> [The problem]
Among the lines below, take the one holding "sample | [237, 533]", the one holding "target | woman holding camera", and all lines between them. Set them down exactly.

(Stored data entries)
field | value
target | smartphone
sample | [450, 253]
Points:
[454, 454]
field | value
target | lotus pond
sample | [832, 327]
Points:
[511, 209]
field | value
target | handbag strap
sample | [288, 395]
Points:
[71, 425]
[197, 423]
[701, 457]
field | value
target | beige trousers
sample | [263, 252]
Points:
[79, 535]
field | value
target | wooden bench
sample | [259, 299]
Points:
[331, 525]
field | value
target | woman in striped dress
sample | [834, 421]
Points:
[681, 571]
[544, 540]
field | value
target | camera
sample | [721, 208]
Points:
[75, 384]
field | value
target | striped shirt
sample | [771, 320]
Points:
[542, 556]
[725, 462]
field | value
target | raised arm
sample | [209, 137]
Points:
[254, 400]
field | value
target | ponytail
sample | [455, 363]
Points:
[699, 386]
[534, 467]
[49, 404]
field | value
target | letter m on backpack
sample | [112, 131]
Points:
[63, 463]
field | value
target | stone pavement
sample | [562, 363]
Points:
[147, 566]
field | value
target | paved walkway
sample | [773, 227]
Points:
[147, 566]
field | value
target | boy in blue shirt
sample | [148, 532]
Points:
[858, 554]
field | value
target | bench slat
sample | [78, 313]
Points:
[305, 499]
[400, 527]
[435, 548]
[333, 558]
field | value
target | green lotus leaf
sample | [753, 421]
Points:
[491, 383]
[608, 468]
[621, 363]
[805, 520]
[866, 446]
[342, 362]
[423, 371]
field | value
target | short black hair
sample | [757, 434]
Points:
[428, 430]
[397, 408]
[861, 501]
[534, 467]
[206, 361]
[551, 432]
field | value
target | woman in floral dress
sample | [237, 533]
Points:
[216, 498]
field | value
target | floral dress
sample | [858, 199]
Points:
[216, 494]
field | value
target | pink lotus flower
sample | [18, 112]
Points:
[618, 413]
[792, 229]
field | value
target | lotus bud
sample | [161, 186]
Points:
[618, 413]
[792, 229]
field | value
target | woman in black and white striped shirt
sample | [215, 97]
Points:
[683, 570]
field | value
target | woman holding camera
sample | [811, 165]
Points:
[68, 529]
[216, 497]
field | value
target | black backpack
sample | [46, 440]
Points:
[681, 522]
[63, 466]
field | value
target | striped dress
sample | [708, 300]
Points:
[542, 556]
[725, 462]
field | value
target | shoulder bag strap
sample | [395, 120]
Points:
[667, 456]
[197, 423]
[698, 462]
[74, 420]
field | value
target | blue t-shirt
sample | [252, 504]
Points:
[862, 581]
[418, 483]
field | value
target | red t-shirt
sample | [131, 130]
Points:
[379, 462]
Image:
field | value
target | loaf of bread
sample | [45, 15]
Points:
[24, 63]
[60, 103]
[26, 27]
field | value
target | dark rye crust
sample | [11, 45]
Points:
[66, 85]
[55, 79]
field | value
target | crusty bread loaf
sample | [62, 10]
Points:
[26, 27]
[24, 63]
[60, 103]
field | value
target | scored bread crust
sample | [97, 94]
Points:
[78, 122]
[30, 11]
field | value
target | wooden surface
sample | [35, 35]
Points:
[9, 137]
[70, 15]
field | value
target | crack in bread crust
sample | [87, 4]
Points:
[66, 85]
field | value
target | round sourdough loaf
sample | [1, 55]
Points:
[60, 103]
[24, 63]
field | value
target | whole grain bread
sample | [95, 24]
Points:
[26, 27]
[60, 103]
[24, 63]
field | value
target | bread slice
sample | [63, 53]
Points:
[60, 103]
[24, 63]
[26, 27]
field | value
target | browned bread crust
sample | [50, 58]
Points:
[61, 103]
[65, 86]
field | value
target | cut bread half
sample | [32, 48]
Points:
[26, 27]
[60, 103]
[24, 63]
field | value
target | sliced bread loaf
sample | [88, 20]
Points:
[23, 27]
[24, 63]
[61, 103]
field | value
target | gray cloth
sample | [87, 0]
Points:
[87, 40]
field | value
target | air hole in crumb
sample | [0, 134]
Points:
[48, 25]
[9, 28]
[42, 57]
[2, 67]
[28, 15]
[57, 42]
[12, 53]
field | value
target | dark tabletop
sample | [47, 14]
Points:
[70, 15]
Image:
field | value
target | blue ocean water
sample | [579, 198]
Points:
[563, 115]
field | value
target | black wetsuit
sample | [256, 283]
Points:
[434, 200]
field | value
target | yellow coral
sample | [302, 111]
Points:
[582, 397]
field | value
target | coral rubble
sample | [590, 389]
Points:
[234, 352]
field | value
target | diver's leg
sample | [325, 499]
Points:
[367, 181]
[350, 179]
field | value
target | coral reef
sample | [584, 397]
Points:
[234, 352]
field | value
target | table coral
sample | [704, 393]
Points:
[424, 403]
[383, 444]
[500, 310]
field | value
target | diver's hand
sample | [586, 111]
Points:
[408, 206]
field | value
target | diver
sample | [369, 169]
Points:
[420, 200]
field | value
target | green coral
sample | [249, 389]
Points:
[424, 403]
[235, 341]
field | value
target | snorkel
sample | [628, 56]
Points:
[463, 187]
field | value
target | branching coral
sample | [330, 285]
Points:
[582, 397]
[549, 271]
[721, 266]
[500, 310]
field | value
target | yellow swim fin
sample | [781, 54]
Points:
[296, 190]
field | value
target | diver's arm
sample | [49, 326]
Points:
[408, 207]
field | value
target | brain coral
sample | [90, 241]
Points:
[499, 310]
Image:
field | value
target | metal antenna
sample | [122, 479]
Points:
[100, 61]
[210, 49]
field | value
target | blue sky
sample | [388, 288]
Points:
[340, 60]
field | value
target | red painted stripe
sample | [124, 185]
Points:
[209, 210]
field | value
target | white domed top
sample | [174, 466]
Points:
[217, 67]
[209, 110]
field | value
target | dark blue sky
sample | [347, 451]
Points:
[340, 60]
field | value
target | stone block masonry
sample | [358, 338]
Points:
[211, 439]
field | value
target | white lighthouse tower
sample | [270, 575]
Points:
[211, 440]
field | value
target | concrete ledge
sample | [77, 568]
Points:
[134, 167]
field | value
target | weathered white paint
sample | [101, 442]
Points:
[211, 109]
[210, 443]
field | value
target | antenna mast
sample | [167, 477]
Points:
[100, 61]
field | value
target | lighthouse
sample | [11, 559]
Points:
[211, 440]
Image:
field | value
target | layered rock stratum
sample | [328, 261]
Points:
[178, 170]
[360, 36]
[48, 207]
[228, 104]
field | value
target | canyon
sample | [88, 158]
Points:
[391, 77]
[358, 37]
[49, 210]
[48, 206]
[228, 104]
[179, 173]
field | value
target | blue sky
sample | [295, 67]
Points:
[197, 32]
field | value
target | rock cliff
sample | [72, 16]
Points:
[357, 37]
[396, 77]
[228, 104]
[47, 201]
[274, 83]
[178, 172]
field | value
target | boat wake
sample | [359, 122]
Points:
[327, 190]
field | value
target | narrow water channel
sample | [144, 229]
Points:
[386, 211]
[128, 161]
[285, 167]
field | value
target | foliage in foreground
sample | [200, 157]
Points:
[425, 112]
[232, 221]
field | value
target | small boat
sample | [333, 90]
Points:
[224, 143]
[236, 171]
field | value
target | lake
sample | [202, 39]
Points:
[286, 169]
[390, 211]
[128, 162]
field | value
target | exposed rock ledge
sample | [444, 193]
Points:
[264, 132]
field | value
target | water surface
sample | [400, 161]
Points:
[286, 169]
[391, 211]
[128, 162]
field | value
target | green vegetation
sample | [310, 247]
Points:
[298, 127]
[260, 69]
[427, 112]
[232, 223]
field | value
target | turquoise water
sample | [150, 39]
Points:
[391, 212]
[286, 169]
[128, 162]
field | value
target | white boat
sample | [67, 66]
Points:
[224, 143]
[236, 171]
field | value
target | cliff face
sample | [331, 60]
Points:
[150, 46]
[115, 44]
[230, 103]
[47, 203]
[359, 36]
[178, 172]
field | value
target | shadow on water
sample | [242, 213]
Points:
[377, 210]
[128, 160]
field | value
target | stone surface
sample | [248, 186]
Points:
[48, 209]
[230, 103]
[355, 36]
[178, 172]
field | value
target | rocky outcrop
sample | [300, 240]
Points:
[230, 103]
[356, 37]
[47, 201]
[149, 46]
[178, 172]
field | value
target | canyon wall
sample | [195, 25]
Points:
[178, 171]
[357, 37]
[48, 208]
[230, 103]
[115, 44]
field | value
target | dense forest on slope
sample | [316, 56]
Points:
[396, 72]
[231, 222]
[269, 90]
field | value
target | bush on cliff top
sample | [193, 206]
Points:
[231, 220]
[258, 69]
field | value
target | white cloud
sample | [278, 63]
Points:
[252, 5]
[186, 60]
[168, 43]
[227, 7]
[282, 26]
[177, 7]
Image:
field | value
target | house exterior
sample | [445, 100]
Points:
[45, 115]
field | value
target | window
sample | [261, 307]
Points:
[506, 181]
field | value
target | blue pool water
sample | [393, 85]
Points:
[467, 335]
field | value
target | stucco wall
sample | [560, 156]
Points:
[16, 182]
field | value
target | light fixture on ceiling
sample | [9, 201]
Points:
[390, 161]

> [Exercise response]
sample | [237, 533]
Points:
[216, 498]
field | value
target | floral dress
sample | [858, 199]
Points:
[216, 494]
field | value
target | pink lotus flower
sample | [18, 112]
Points:
[618, 413]
[792, 229]
field | value
target | lotus bud
sample | [161, 186]
Points:
[618, 413]
[792, 229]
field | value
target | woman in black and white striped shirt
sample | [215, 97]
Points:
[683, 570]
field | value
target | woman holding camera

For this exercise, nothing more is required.